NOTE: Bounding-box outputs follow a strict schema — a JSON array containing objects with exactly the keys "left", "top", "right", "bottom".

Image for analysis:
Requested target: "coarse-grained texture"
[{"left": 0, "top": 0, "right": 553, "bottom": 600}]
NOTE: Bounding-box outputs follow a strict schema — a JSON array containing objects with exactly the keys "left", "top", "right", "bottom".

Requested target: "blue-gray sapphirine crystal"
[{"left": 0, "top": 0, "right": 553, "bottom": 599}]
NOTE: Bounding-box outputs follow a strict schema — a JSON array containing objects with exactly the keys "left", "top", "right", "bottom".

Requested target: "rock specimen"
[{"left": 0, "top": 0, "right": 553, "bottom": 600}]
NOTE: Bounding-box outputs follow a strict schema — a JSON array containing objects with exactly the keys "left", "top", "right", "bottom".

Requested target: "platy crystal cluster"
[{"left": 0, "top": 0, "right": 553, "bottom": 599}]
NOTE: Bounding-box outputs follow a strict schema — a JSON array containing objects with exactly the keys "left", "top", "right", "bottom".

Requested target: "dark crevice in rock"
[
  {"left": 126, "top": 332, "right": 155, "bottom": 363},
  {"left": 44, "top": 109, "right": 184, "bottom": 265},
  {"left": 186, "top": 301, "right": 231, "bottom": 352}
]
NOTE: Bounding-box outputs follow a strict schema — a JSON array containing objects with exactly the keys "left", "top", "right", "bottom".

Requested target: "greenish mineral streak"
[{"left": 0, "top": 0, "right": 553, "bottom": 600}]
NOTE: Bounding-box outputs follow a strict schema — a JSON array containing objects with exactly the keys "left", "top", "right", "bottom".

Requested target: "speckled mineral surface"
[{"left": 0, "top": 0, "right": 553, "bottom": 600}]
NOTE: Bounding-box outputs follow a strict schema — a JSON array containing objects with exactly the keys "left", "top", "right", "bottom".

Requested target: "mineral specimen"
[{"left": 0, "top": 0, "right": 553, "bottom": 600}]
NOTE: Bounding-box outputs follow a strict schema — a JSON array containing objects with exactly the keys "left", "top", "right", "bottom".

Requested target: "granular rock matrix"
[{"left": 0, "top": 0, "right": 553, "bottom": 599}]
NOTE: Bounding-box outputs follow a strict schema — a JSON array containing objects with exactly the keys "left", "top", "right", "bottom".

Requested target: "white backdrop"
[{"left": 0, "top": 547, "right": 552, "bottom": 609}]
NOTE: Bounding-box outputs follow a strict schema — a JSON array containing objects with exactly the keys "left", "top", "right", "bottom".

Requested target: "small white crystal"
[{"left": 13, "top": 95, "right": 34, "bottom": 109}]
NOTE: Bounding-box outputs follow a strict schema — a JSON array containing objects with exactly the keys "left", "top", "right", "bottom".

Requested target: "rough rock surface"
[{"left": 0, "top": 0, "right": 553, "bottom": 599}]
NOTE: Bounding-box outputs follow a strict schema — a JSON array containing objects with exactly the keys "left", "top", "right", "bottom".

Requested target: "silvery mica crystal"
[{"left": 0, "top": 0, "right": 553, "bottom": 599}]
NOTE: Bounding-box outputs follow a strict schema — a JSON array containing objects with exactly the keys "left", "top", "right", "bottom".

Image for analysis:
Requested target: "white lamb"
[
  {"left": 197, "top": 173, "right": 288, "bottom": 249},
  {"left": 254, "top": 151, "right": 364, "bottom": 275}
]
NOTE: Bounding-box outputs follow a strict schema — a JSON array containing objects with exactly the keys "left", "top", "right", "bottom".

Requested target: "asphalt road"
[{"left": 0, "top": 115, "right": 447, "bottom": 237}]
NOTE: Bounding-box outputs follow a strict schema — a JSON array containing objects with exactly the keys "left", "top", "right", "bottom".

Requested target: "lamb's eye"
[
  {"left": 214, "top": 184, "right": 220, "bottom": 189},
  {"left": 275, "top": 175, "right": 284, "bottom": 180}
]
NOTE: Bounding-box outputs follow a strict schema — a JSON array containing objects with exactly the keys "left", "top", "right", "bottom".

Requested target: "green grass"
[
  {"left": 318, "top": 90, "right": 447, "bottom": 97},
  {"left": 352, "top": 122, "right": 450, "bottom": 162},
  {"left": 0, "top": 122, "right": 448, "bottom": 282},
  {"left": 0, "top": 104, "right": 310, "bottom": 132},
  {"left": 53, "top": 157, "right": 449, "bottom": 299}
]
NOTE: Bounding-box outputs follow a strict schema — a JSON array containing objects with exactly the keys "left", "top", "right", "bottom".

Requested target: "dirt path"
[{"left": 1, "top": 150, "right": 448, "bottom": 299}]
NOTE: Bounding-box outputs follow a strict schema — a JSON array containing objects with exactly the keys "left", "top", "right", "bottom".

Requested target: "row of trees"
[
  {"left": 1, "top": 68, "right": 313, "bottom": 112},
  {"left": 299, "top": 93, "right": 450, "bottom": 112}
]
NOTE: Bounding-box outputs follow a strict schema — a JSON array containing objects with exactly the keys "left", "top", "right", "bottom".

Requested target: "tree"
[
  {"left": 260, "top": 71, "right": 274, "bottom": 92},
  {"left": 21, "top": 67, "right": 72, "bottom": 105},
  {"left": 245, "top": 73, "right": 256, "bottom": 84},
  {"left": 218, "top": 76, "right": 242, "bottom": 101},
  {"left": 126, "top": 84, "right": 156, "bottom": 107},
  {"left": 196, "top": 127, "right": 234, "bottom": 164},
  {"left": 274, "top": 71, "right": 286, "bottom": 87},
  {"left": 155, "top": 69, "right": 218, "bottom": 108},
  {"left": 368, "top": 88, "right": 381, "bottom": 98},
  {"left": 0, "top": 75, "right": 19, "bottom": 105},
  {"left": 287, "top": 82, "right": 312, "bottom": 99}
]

^^^^^^^^^^^^^^^^

Your goal:
Restate all of the material, keeping every word intact.

Written solution:
NOTE: Bounding-box outputs follow a strict schema — a JSON array containing objects with exactly the keys "left", "top", "right", "bottom".

Image for analysis:
Requested target: "coarse-grained texture"
[{"left": 0, "top": 0, "right": 553, "bottom": 600}]
NOTE: Bounding-box outputs follow a strict schema — a JSON array containing objects with exactly the keys "left", "top", "right", "bottom".

Requested target: "blue-gray sapphirine crystal"
[{"left": 0, "top": 0, "right": 553, "bottom": 599}]
NOTE: Bounding-box outputs follow a strict schema — a JSON array containing objects with exactly the keys "left", "top", "right", "bottom".

Requested target: "rock specimen"
[{"left": 0, "top": 0, "right": 553, "bottom": 600}]
NOTE: Bounding-box outputs follow a strict schema — a JSON array containing objects with exactly the keys "left", "top", "right", "bottom".

Requested target: "platy crystal cluster"
[{"left": 0, "top": 0, "right": 553, "bottom": 599}]
NOTE: Bounding-box outputs follow a strict schema — a JSON array containing objects with exactly the keys "left", "top", "right", "bottom".

Requested target: "dark crevice in rock"
[
  {"left": 126, "top": 332, "right": 155, "bottom": 363},
  {"left": 44, "top": 109, "right": 184, "bottom": 265},
  {"left": 186, "top": 301, "right": 231, "bottom": 352}
]
NOTE: Bounding-box outputs follow a strict schema — a JSON array containing objects with exactly the keys "left", "top", "right", "bottom".

Requested target: "greenish mineral streak"
[{"left": 0, "top": 0, "right": 553, "bottom": 600}]
NOTE: Bounding-box outputs follow a strict schema — a JSON array containing objects with exactly the keys "left", "top", "right", "bottom".

Requested target: "speckled mineral surface"
[{"left": 0, "top": 0, "right": 553, "bottom": 600}]
NOTE: Bounding-box outputs follow a strict schema — a JSON array containing objects with exactly the keys "left", "top", "right", "bottom".

Requested target: "mineral specimen"
[{"left": 0, "top": 0, "right": 553, "bottom": 600}]
NOTE: Bounding-box outputs follow a strict schema — a JSON array containing objects with exactly the keys "left", "top", "right", "bottom".

Requested target: "granular rock matrix"
[{"left": 0, "top": 0, "right": 553, "bottom": 599}]
NOTE: Bounding-box outputs follow a strict schema — a JSON array containing objects with exactly the keys "left", "top", "right", "bottom".

Requested target: "white backdrop"
[{"left": 0, "top": 547, "right": 552, "bottom": 609}]
NOTE: Bounding-box outputs follow a strict schema — a JSON array containing objects with exactly the keys "left", "top", "right", "bottom".

Requested target: "small white crystal"
[{"left": 13, "top": 95, "right": 34, "bottom": 109}]
NOTE: Bounding-box outputs follow a strict schema — a JSON array containing objects with exactly the keys "left", "top", "right", "bottom".

Requested target: "rough rock surface"
[{"left": 0, "top": 0, "right": 553, "bottom": 599}]
NOTE: Bounding-box outputs follow a strict schema — a JSON array containing objects with exactly the keys "left", "top", "right", "bottom".

Requested target: "silvery mica crystal"
[{"left": 0, "top": 0, "right": 553, "bottom": 599}]
NOTE: Bounding-box outputs follow a strict schema — a JSON array containing objects with exactly the keys "left", "top", "right", "bottom".

Image for analysis:
Requested target: "white lamb"
[
  {"left": 197, "top": 173, "right": 288, "bottom": 249},
  {"left": 254, "top": 151, "right": 364, "bottom": 275}
]
NOTE: Bounding-box outputs follow a strict schema — a JSON array containing objects with exactly the keys "left", "top", "right", "bottom".

Requested target: "asphalt road"
[{"left": 0, "top": 115, "right": 447, "bottom": 237}]
NOTE: Bounding-box outputs follow a strict schema — a JSON array containing objects with exactly the keys "left", "top", "right", "bottom".

Requested target: "lamb's eye"
[
  {"left": 214, "top": 184, "right": 220, "bottom": 189},
  {"left": 275, "top": 175, "right": 284, "bottom": 180}
]
NOTE: Bounding-box outputs follow a strict schema — a JSON array containing objects with exactly the keys "left", "top", "right", "bottom".

Requested target: "green grass"
[
  {"left": 318, "top": 90, "right": 447, "bottom": 97},
  {"left": 352, "top": 122, "right": 450, "bottom": 162},
  {"left": 0, "top": 122, "right": 448, "bottom": 282},
  {"left": 0, "top": 104, "right": 310, "bottom": 132},
  {"left": 53, "top": 157, "right": 449, "bottom": 299}
]
NOTE: Bounding-box outputs follow a strict schema — a JSON array containing objects with exactly the keys "left", "top", "right", "bottom".

Requested target: "dirt path"
[{"left": 1, "top": 150, "right": 448, "bottom": 299}]
NOTE: Bounding-box outputs follow a strict schema — a JSON array containing objects with exactly the keys "left", "top", "right", "bottom".

Requested target: "row of trees"
[
  {"left": 1, "top": 68, "right": 313, "bottom": 112},
  {"left": 299, "top": 93, "right": 450, "bottom": 112}
]
NOTE: Bounding-box outputs follow a strict schema — a JSON array containing objects with exactly the keys "left", "top", "right", "bottom".

Requested target: "tree"
[
  {"left": 260, "top": 71, "right": 274, "bottom": 92},
  {"left": 21, "top": 67, "right": 72, "bottom": 105},
  {"left": 245, "top": 73, "right": 256, "bottom": 84},
  {"left": 218, "top": 76, "right": 242, "bottom": 101},
  {"left": 126, "top": 84, "right": 156, "bottom": 107},
  {"left": 196, "top": 127, "right": 234, "bottom": 164},
  {"left": 274, "top": 71, "right": 286, "bottom": 87},
  {"left": 155, "top": 69, "right": 218, "bottom": 108},
  {"left": 368, "top": 88, "right": 381, "bottom": 98},
  {"left": 0, "top": 75, "right": 19, "bottom": 105},
  {"left": 287, "top": 82, "right": 312, "bottom": 99}
]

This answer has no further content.